» Task to complete: Please show each line of the material below that contains the string "door". Letter case matters.

[Object position labeling entries]
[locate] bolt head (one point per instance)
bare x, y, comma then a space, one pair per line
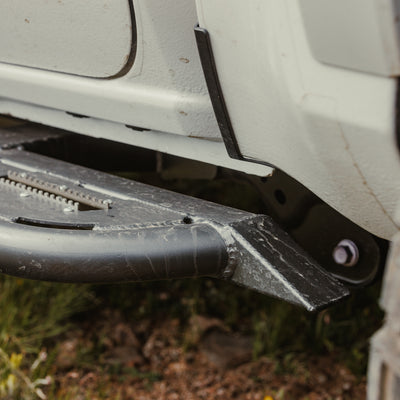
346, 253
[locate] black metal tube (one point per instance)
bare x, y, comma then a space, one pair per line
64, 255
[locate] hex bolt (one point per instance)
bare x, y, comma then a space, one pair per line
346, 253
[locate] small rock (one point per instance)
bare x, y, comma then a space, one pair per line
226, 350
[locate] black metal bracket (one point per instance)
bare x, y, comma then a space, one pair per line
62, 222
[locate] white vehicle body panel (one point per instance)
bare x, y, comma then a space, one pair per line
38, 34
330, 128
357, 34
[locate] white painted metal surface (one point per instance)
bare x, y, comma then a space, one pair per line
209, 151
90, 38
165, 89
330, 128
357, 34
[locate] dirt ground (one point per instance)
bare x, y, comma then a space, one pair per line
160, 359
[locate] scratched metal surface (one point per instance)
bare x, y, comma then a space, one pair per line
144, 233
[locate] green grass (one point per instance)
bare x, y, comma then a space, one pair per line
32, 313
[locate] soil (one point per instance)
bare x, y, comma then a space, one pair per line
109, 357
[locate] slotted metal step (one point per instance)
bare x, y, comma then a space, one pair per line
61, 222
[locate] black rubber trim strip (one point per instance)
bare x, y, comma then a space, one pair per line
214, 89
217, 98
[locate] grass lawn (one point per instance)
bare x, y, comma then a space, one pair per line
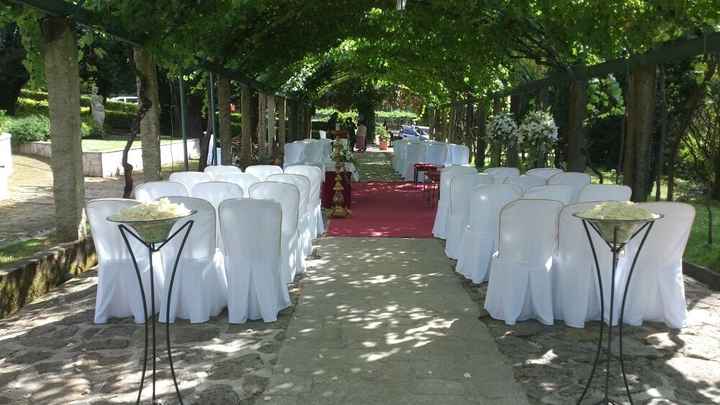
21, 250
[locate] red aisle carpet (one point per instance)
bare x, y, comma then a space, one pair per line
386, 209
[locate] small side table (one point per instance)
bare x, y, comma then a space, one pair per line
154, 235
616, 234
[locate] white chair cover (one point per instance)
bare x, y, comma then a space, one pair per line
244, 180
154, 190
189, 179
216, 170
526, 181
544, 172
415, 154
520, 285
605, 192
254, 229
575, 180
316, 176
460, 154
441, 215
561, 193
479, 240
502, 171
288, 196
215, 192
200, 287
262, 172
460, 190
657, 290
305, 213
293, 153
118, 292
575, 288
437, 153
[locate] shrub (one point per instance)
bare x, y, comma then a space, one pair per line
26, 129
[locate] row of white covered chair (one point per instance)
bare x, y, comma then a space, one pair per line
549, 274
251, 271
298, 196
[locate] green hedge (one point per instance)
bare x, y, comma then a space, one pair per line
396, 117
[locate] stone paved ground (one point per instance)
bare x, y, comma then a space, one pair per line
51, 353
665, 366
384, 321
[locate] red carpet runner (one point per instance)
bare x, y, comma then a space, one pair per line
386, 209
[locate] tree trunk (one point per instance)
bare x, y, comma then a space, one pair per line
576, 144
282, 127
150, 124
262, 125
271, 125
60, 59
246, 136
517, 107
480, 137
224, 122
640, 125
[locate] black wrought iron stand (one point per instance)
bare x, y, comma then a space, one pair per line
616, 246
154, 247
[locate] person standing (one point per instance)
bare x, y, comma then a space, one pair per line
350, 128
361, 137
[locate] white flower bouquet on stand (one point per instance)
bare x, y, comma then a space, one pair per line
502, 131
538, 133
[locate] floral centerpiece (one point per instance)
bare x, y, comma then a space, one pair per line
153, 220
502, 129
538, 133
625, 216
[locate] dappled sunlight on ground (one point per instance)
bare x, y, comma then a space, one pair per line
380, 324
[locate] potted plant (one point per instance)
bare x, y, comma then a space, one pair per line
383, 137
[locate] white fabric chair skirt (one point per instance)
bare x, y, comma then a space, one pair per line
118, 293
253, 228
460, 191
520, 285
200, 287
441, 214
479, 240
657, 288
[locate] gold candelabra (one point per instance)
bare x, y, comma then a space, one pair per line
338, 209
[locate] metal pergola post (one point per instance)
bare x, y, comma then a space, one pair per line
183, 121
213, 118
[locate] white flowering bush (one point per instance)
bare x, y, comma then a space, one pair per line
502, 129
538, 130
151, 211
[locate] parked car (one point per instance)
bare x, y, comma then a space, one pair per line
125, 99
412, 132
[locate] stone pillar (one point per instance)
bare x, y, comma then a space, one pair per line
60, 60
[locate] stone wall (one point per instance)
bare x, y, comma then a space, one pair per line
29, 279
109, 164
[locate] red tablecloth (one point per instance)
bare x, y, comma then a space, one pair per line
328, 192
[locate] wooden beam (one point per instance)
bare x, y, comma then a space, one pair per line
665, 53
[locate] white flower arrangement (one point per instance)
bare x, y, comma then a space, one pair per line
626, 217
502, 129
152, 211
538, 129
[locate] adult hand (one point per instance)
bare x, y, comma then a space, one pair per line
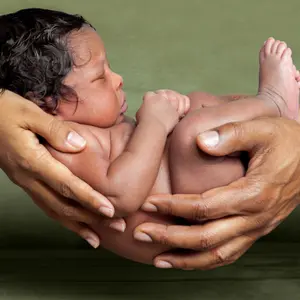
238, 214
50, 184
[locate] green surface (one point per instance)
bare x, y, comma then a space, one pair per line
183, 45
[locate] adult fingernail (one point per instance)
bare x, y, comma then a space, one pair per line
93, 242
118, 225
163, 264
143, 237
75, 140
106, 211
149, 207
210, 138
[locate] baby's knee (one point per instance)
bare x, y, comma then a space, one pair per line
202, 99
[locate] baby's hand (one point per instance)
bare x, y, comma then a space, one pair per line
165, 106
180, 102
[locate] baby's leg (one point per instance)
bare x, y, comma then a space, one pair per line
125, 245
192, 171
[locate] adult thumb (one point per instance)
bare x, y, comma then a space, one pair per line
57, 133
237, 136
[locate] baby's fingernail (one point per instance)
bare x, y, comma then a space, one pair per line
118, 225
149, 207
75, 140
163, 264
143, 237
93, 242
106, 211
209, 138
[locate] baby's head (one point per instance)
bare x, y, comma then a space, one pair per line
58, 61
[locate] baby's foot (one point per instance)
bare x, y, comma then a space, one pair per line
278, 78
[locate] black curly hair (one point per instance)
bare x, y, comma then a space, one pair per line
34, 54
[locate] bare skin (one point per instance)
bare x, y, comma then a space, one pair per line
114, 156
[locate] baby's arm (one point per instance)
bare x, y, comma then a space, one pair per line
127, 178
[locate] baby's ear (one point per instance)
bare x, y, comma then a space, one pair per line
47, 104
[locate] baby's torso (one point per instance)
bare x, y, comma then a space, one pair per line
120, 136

...

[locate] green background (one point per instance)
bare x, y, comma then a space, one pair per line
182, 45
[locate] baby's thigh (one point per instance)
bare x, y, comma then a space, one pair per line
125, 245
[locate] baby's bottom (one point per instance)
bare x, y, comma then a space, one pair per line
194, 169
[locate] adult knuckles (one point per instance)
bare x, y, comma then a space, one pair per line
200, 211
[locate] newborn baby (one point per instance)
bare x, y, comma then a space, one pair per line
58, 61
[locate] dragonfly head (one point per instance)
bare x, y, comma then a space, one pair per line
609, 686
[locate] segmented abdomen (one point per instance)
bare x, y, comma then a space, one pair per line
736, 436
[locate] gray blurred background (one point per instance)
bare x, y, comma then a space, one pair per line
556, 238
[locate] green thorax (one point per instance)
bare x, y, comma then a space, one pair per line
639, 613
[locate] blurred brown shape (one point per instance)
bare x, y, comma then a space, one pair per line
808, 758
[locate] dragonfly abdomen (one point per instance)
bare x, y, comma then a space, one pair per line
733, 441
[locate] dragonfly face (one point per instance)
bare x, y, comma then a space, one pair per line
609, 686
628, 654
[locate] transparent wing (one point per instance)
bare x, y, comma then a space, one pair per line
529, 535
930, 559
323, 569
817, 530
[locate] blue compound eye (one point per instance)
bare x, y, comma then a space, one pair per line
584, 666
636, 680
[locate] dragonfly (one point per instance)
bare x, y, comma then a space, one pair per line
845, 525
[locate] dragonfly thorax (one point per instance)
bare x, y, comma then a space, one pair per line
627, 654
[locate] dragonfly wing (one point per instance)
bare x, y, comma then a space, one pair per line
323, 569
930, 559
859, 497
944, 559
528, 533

* * *

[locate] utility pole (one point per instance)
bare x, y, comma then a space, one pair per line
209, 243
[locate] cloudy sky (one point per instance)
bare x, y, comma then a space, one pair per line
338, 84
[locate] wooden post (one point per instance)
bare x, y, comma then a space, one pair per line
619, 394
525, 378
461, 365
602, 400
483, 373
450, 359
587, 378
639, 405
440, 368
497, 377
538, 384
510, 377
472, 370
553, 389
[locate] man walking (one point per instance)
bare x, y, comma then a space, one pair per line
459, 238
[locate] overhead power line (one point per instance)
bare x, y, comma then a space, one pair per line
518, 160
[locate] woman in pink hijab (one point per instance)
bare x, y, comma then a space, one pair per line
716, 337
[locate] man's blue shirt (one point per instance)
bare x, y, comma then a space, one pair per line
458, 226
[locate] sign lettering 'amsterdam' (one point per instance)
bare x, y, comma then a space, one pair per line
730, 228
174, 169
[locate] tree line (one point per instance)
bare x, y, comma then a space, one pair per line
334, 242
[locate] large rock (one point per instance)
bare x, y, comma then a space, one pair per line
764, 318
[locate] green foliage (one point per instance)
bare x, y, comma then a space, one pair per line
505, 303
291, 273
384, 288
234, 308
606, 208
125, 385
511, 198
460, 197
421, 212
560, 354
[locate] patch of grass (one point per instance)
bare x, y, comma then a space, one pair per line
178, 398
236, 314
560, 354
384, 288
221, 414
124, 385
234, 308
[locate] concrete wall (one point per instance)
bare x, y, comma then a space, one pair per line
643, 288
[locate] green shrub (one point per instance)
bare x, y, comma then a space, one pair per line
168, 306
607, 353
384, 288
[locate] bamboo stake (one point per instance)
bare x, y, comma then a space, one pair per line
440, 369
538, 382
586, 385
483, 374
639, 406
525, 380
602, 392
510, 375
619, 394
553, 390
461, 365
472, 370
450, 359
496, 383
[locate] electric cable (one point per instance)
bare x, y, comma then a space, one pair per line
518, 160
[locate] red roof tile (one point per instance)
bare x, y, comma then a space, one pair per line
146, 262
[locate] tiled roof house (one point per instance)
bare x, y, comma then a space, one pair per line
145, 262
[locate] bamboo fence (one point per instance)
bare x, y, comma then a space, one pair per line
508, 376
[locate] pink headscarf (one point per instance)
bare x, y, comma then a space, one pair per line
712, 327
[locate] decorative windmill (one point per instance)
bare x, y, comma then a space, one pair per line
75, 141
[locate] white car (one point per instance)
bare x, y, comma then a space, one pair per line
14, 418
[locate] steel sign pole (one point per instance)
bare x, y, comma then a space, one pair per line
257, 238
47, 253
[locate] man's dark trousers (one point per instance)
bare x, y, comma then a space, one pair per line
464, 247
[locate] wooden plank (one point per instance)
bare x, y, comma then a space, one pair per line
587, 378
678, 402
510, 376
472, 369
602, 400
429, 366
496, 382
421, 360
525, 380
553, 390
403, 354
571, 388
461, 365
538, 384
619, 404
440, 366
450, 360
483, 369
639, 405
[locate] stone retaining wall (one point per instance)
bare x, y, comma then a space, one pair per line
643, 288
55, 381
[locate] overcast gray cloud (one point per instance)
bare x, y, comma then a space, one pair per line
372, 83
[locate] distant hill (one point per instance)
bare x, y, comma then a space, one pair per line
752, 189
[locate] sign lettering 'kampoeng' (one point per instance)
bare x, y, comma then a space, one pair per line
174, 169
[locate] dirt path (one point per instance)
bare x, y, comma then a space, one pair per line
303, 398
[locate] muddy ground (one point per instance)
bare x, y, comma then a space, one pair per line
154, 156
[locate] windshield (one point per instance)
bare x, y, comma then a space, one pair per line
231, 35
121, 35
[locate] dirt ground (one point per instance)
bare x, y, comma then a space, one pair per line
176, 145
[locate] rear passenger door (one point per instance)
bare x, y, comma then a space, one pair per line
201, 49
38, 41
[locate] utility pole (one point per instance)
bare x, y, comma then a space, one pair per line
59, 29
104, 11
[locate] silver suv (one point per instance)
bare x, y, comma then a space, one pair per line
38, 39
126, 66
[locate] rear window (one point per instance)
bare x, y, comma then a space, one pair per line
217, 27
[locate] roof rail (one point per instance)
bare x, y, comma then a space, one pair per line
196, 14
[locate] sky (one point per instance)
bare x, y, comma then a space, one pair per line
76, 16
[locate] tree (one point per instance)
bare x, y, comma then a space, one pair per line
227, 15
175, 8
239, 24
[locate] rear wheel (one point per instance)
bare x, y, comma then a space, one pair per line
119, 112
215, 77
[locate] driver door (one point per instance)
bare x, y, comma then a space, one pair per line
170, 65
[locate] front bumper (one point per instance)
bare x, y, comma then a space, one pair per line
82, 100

» Answer to the exercise:
[locate] rear passenger door (one point per instance)
[locate] driver door (one point per instance)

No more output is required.